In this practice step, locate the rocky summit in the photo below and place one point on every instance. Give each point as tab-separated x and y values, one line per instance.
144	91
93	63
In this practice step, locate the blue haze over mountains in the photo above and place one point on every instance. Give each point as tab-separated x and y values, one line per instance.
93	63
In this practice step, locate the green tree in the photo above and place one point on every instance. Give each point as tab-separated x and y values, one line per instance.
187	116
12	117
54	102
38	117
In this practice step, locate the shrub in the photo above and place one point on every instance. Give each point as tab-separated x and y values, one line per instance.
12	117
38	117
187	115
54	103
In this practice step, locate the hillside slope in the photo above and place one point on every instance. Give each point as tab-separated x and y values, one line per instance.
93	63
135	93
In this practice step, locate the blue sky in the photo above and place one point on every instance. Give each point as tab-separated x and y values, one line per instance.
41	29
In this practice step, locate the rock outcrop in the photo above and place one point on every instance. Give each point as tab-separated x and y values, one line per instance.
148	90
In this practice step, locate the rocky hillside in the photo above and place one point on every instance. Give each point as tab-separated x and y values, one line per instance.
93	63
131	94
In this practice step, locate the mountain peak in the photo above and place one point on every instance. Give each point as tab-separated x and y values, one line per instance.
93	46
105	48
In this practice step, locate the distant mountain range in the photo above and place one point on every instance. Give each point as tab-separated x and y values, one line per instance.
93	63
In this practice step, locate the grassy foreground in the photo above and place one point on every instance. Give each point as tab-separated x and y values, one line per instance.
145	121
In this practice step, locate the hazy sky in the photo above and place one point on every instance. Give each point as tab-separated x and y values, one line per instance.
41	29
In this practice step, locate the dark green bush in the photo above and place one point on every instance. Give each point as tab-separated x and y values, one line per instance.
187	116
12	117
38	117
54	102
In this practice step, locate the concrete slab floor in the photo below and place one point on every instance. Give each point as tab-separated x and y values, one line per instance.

• [TASK DESCRIPTION]: Turn everything from the line containing "In this practice step, locate the dark" down to the end of the items above into a JSON list of strings, one string per line, leaving out any blank lines.

• [RESULT FOR THIS EXERCISE]:
[
  "In this practice step, locate the dark green bush in the photo above and place one point on every instance. Give each point as tab-separated x and y values, one line per instance.",
  "187\t116",
  "12\t117",
  "38\t117",
  "54\t102",
  "In this practice step, locate the concrete slab floor in the photo below and place one point on every instance. Give each point as tab-separated x and y values, one line per instance."
]